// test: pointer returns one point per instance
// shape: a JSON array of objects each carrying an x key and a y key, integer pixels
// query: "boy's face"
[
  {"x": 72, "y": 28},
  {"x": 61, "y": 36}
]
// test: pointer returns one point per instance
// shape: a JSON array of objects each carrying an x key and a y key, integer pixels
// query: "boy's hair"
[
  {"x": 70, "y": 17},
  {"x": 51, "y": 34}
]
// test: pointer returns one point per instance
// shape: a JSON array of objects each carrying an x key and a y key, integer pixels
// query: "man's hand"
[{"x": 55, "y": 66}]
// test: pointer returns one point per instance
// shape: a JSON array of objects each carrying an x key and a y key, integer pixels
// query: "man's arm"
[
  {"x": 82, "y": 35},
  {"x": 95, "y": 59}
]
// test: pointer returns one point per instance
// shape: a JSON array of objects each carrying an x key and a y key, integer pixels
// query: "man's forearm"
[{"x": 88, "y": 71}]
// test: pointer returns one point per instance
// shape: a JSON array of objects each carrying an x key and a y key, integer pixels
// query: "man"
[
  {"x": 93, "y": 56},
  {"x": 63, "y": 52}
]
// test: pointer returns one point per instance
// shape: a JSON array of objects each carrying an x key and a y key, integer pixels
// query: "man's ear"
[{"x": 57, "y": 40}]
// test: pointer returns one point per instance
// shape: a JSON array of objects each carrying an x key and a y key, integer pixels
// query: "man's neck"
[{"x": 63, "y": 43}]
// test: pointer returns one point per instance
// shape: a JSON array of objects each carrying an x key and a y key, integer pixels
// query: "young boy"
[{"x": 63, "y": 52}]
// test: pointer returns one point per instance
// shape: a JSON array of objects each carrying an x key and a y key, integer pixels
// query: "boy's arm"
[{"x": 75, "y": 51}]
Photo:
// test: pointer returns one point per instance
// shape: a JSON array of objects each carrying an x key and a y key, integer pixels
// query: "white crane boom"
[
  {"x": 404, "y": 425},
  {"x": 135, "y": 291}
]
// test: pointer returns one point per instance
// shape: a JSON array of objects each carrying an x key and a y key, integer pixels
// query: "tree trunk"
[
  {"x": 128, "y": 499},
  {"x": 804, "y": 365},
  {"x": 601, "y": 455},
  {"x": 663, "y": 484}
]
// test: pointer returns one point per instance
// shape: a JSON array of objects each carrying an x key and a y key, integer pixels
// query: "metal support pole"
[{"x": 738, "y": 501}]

Directions for this task: This exercise asks for every line of the records to be repeated exactly.

Output for this task:
// test: pointer returns one point per instance
// shape: a JSON array of objects each carrying an x key and a y key, integer pixels
// query: "boy's face"
[
  {"x": 72, "y": 28},
  {"x": 61, "y": 36}
]
// test: pointer returns one point per instance
// shape: a JSON array of objects each carrying an x key and a y key, integer pixels
// query: "boy's hair"
[
  {"x": 70, "y": 17},
  {"x": 51, "y": 34}
]
// test: pointer returns one point per instance
// shape: a JSON array of objects each carrying an x key and a y key, integer pixels
// query: "man's hand"
[{"x": 55, "y": 66}]
// test: pointer returns one point per instance
// shape: a JSON array of objects each carrying an x key and a y key, integer pixels
// query: "man's arm"
[
  {"x": 82, "y": 35},
  {"x": 95, "y": 59}
]
// test: pointer returns one point per instance
// shape: a JSON array of objects each carrying an x key and a y key, integer pixels
// query: "man's forearm"
[{"x": 88, "y": 71}]
// test: pointer returns one point per instance
// shape: a JSON array of objects each carrying an x key and a y key, integer pixels
// query: "man"
[
  {"x": 93, "y": 56},
  {"x": 63, "y": 52}
]
// test: pointer returns one point per instance
// shape: a JSON array of objects each carrying an x key and a y key, integer pixels
// query: "man's ear"
[{"x": 57, "y": 40}]
// test: pointer returns one point per instance
// shape: a JSON array of objects each carrying an x key and a y key, integer pixels
// query: "man's neck"
[{"x": 63, "y": 43}]
// test: pointer returns one point per instance
// shape: a JSON array of objects each carrying an x key and a y key, integer pixels
// query: "young boy"
[{"x": 63, "y": 52}]
// test: pointer returns one point per instance
// shape: a JSON array of objects each carrying an x key and a y key, integer pixels
// query: "boy's arm"
[{"x": 75, "y": 51}]
Photo:
// test: pointer returns one point per instance
// shape: a JSON array of objects each carrying an x key and a y key, integer pixels
// query: "white crane boom"
[
  {"x": 404, "y": 425},
  {"x": 135, "y": 291}
]
// test: pointer returns one point per instance
// shape: a JSON array of objects each carrying an x key and a y key, integer pixels
// query: "tree trunk"
[
  {"x": 128, "y": 499},
  {"x": 804, "y": 365},
  {"x": 601, "y": 455},
  {"x": 663, "y": 484}
]
// test: pointer returns one point per instance
// shape: a JSON array of objects each carrying an x key and a y key, integer pixels
// query: "metal support pole"
[{"x": 738, "y": 501}]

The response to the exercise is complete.